わたしの気になった箇所について記載する。

推薦の辞

■多かれ少なかれ、ビジネスは世の中を少しずつ未来に前進させるためにある。民間事業に限らず、公務員の仕事でも、教育関係でもそれは同じだ。すると本来どんな仕事でもそもそも大事なのは、未来を考えること、すなわち「未来への想像力の形式知化」なのだ。われわれは誰でも、未来がどのようなものかの正解を知らない。だからこそ想像力を膨らませ、それを言葉や文章で形にして、その想像した未来を見据えながら自分がいますべきことを考え、仲間と議論し、前進することが重要なのだ。そして、その「未来への想像力の形式知化」のもっとも有力な手段がSFである。(入山章栄)

Chapter 1(仮想世界・メタバース)

■たとえば、われわれが普段用いる日本語や英語といった「人間が扱いやすい、わかりやすい言語」の奥には、マシン語に相当する、バベルの塔でいうところの「最初に誰もが共通言語として話していた言葉」、人間の脳に直接作用する深層言語とでもいうべきものが存在し、それを用いることができれば、他人を自由自在に操ることも可能なのではないかーーと。(『スノウ・クラッシュ』)

■ゲームで育ってきた世代は、歳をとってもゲームで遊ぶ。そう考えると、本作で描かれていく、ゲーマーたちが社会の技術革新を担い、仮想世界のゲームに老人たちがあふれかえるといった未来像は、そう的はずれなものではない。その意味では、高齢化社会の行き着く先を想像させる作品ともいえるだろう。(『セルフ・クラフト・ワールド』)

Chapter 2(人工知能・ロボット)

■さらに続けて、ディックはこう言い切るーーわれわれは人や人間といった概念を、その起源や本体論に基づいてではなく、この世界での存在のありかたに基づいて適用すべきだと。人間が体の一部をサイボーグ化する一方で、アンドロイドや機械がその構造に純生物学的な要素を取り込んでいくようになれば、両者の成り立ちに差はほとんどなくなっていく。そのとき、人間性の本質とは、いかに「人間的なふるまい」をしたかどうか(たとえば他人に対して親切に接する、など)によって決められるべきだというのである。(『アンドロイド電気羊の夢を見るか?』)

データ内容 =>
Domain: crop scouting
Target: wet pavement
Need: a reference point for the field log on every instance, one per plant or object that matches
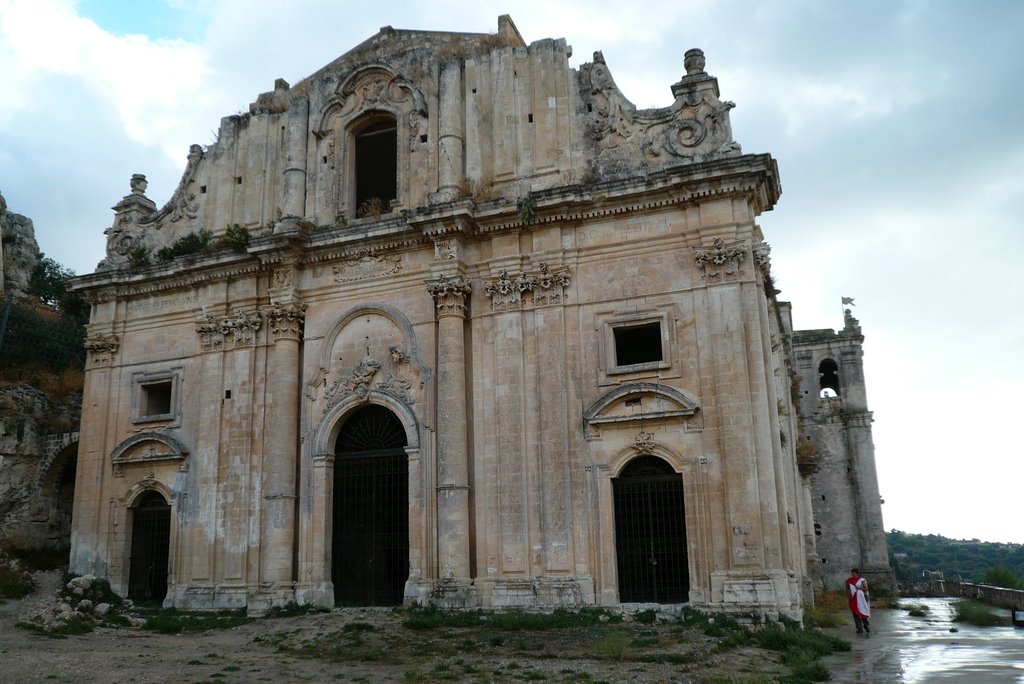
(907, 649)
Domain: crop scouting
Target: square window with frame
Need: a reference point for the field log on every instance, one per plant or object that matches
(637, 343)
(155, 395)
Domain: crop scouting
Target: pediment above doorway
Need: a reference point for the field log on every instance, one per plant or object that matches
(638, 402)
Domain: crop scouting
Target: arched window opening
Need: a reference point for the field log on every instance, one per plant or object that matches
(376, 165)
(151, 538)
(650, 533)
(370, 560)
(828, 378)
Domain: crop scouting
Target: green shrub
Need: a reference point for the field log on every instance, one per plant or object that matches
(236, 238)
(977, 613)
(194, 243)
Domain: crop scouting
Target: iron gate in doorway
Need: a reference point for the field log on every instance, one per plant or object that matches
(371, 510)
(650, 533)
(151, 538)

---

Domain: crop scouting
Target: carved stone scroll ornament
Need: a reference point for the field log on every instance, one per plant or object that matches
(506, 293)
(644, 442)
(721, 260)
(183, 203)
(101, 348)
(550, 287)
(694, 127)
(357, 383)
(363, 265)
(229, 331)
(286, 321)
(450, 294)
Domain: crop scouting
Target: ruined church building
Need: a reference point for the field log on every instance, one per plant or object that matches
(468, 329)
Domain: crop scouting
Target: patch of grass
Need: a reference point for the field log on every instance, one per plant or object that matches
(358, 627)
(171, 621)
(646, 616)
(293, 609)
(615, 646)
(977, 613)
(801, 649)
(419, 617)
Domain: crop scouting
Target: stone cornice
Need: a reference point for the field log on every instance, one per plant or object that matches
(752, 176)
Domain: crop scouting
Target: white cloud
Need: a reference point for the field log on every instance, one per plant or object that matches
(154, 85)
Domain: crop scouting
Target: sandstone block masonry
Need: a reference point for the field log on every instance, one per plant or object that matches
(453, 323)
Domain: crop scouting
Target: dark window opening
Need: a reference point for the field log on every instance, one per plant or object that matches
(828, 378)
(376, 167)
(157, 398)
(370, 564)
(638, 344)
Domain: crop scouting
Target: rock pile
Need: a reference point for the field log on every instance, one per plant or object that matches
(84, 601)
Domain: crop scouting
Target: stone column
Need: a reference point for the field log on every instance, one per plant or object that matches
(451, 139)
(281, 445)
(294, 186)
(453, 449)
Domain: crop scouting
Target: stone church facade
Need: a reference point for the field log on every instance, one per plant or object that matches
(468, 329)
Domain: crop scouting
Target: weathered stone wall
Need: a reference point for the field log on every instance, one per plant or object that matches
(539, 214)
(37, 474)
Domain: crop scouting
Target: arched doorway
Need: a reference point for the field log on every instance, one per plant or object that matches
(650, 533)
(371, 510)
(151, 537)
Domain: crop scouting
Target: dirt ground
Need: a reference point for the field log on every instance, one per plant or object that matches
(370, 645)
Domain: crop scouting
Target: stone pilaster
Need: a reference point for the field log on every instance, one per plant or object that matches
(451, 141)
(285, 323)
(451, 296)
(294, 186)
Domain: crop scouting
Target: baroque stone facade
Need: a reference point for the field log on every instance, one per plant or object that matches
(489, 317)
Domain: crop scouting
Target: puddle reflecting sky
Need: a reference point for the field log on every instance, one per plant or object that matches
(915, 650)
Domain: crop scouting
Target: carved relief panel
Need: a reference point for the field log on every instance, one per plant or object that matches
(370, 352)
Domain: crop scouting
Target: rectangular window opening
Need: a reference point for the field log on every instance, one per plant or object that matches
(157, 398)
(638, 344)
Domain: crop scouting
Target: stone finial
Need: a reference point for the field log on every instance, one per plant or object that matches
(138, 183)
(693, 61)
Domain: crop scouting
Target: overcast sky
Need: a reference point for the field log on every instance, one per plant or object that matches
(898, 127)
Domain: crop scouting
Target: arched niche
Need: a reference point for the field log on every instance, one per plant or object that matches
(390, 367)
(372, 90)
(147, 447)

作業指示 =>
(1) SFに関する本文の章見出しで、括弧内に挙げられているテーマをすべて列挙せよ。
(2) SFに関する本文を、最後の文の直後から書き進めよ。

処理結果 =>
(1) 仮想世界、メタバース、人工知能、ロボット

(2)
■このように、身近なAIやロボットが自分たちの都合がいいように人間を操作している可能性があるとき、われわれはその事態にどう対処すればいいのか。それが、本作の中心テーマのひとつである。(『BEATLESS』)

Chapter 4(生物工学)

■現実では、先述のようなブタなどで人間用の臓器をつくる実験が先行しており、本作で描かれるような、臓器提供用のクローン人間が登場することはなさそうだ。だが、「この世界は、無慈悲で、残酷な世界でもある」という観点それ自体は、捨ててはいけないものだ。(『わたしを離さないで』)

■一般的には、本作は「ゴシック小説」に分類される作品だ。これは、中世ゴシック風の古城や寺院、屋敷などを舞台に展開する、神秘・恐怖・幻想色の強いジャンルを指す。(『フランケンシュタイン』)

Chapter 5(宇宙開発)

■その理由は、赤道上に近ければ近いほど打ち上げには有利だからだ。地球は円形なので、場所によって重力も遠心力も異なる。遠心力が最も大きく、重力が最も小さくなるのは赤道上なので、赤道付近からロケットを打ち上げたほうが上昇しやすい。打ち上げが失敗したときのことを考えれば、周りが海であることなども条件に入ってくるので、島であることは最適解である。(『青い海の宇宙港』)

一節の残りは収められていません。